TASK REQUIREMENTS
Search the records for the word "background". Copy every line where it appears.

<<<<

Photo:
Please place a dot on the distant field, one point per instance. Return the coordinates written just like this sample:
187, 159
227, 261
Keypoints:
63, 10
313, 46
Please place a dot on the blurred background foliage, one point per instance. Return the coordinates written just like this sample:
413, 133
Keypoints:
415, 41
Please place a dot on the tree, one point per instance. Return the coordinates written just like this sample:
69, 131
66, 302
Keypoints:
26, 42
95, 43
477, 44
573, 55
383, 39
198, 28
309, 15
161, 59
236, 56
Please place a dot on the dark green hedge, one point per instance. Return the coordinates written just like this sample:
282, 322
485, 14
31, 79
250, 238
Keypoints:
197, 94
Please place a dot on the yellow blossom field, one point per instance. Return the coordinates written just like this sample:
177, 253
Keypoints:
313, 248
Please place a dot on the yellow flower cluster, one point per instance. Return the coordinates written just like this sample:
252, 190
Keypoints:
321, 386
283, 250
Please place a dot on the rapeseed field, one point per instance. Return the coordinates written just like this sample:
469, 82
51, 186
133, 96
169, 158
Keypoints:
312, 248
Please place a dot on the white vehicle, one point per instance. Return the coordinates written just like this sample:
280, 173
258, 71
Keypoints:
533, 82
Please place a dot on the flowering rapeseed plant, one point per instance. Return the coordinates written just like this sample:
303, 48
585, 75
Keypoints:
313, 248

>>>>
<<<<

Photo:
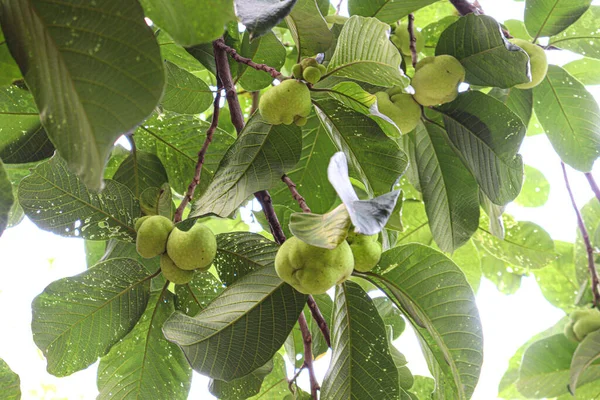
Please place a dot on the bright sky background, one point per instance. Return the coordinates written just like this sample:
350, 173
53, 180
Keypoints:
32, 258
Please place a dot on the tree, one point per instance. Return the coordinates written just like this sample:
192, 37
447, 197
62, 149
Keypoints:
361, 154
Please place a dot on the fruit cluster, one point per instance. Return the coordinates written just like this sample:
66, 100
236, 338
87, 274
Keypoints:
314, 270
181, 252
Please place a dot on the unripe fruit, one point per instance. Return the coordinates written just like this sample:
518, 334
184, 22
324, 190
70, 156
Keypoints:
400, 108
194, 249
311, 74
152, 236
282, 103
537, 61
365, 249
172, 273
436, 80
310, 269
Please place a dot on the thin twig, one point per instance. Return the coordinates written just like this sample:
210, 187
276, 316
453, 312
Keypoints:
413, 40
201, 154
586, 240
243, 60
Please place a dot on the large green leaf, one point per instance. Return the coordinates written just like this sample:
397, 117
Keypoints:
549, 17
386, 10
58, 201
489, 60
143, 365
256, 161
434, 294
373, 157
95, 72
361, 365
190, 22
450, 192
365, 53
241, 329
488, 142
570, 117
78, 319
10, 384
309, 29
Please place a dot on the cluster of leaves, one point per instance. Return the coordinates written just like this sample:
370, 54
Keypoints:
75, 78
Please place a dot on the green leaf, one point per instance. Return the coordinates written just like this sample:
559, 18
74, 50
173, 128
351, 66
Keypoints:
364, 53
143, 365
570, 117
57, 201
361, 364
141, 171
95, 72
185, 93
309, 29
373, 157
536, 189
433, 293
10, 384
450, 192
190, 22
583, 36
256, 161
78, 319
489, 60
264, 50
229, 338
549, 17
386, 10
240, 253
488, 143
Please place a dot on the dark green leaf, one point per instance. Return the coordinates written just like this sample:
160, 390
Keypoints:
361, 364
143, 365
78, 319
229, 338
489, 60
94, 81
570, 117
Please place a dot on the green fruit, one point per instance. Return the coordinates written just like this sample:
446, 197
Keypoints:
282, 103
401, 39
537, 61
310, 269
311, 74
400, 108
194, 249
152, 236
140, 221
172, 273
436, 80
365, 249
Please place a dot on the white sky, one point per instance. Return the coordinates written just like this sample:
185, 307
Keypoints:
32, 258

>>>>
<<<<

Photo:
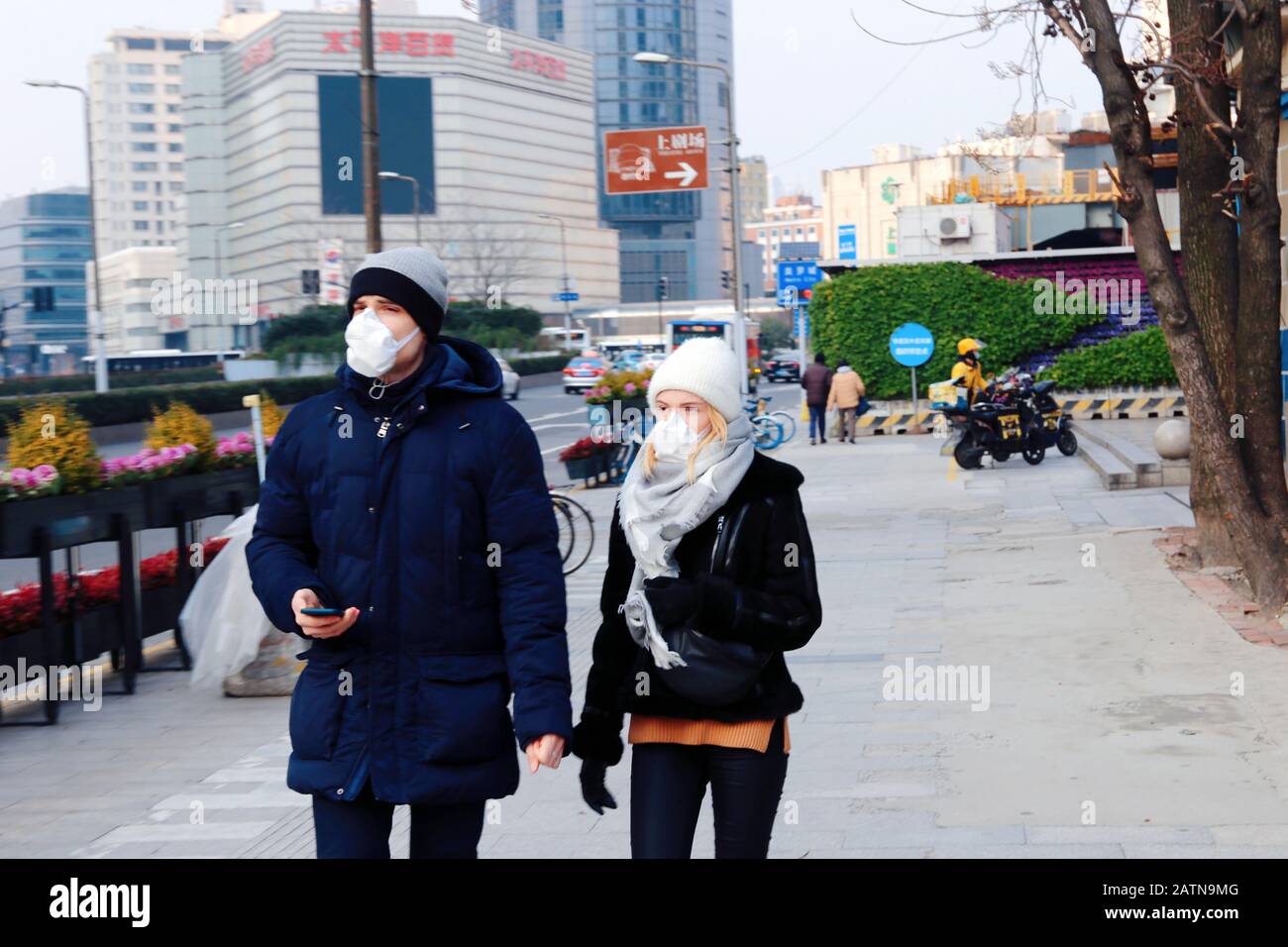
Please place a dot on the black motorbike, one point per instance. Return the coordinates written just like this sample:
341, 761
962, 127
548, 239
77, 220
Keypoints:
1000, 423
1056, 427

>>>>

TASK RESULT
Please place a dot on the blurred background foliage, one point per instance. Return the coordinates written just like this sample:
Please place a dot on the bright sky background, one point per instance. Return the coordinates written just like this sample:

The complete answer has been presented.